• [DIRECTIONS]
Write out the stretch of the bfloat16 pull request thread from "Not implemented Changes" through "like to see.", word for word.

Fix bf16 Support #4193

manbearian · 2022-05-10T16:20:20Z

Fix bf16 Support
Fix bfloat16 support in helper and numpy_helper.py.

Motivation and Context
Without native bfloat16 support in numpy implementing bfloat16 support for ONNX is a bit complicated. Recently support was added by encoding bfloat16 as float16. this is not correct as this is a lossy encoding; it's also a bit confusing as a design and indeed broke some bespoke tools on my end that didn't expect the bfloat16 to be encoded as float16 in the ONNX file.

Open Questions

I've implemented some changes here that give rudimentary support (not completely broken) but i do have a two questions that i believe need to be answered before committing these changes.

what is the proper binary encoding of bfloat16 in ONNX protobuf format (is this documented? should it be?)
it appears that "raw" encoding and normal encoding for 16-bit values are of different sizes, is this intended?

Not implemented Changes

support for big-endian encodings is not implemented in my code
support for "correct" truncation of NaN payloads is not implemented when converting from f32->bf16 in my code

Addresses #4189

onnx/helper.py

manbearian · 2022-05-17T18:02:44Z

How can we move forward on this? I have some time this week to continue to hack on this if there's more folks would like to see.

gramalingam · 2022-05-17T21:31:54Z

It would be great if we could make this work for both big-endian and small-endian. Is that hard? Is there some reference for the transformation you are using? I am trying to understand why trunction of 32-bit to 16-bit is incorrect.

onnx/helper.py

manbearian · 2022-05-20T18:59:21Z

It would be great if we could make this work for both big-endian and small-endian. Is that hard? Is there some reference for the transformation you are using? I am trying to understand why trunction of 32-bit to 16-bit is incorrect.

Endianness makes by brain hurt, but i'll see if i can work through the pain and implement it. :) (i was kind of hoping someone would say it isn't needed ;)

See my other reply as to why i chose rounding over truncation for converting from fp32 to bf16 and a pointer to the pytorch bfloat16 code which is a correct implementation that i drew inspiration from.

manbearian · 2022-05-20T21:22:18Z

NaN is now implemented correctly (my previous implementation could potentially convert NaN to infinity)
Big-Endian is now 'supported'... at least i believe i have the right implementation, but i have no way to test.

manbearian · 2022-05-23T21:06:48Z

@gramalingam and @souptc thoughts?

souptc · 2022-05-23T22:44:46Z

i see. i think it is correct. I actually wondering how does our cpu/gpu EP handle it.

onnx/numpy_helper.py

onnx/test/helper_test.py

lgtm-com · 2022-05-24T15:39:17Z

This pull request introduces 2 alerts when merging 9e0d884 into 28ed7f5 - view on LGTM.com

new alerts:

1 for Use of the return value of a procedure
1 for Unused local variable

gramalingam · 2022-05-24T17:13:23Z

Nit: if we decide that rounding is the right behavior instead of truncating, it would be good to fix the "Cast" implementation in the test-case generator also.

manbearian · 2022-05-24T21:13:02Z

Nit: if we decide that rounding is the right behavior instead of truncating, it would be good to fix the "Cast" implementation in the test-case generator also.

• [DATA SHOWN]
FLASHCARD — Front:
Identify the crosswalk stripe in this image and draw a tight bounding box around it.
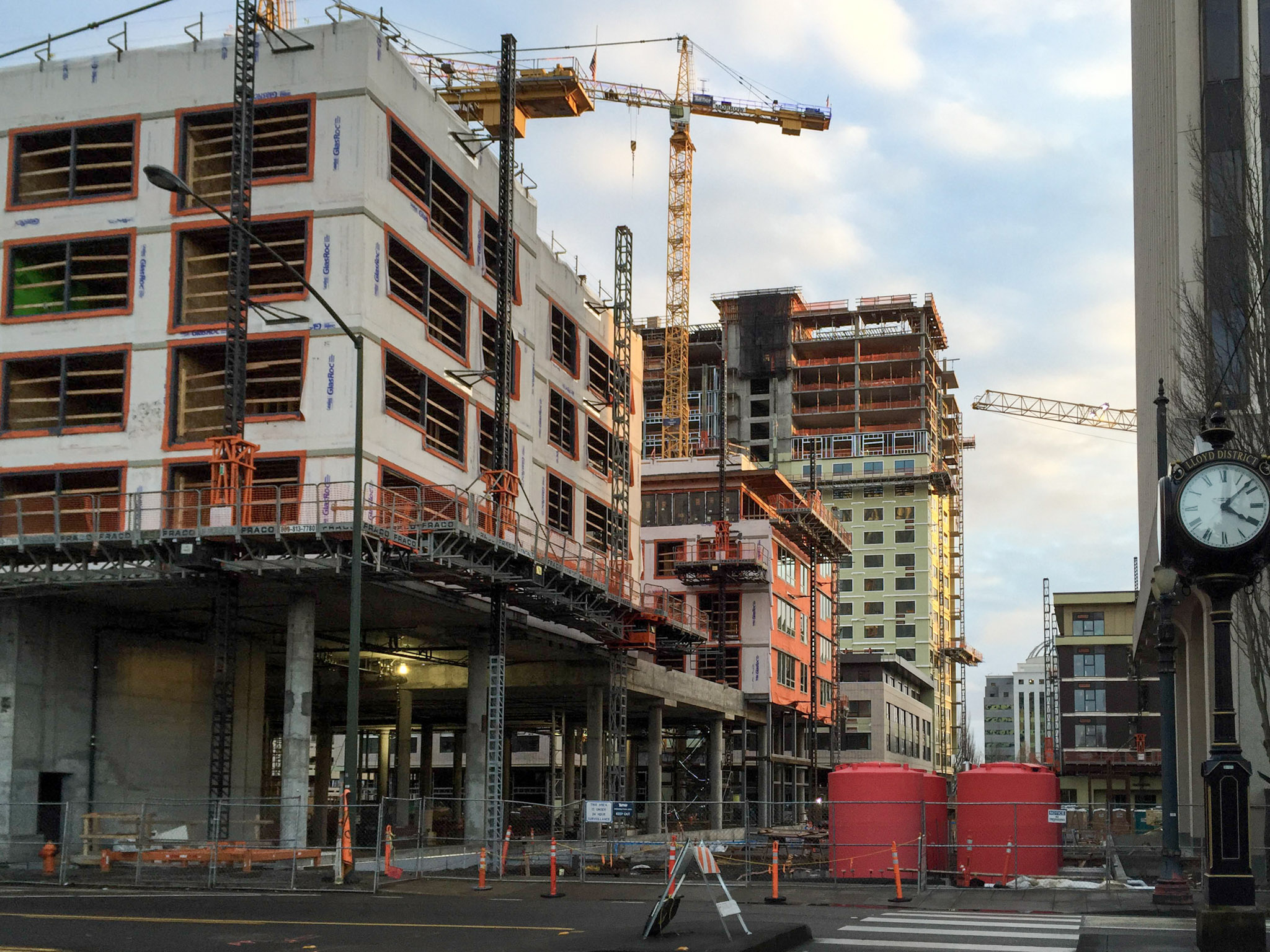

• [SOLUTION]
Not implemented Changes

support for big-endian encodings is not implemented in my code
support for "correct" truncation of NaN payloads is not implemented when converting from f32->bf16 in my code

Addresses #4189

onnx/helper.py

manbearian · 2022-05-17T18:02:44Z

How can we move forward on this? I have some time this week to continue to hack on this if there's more folks would like to see.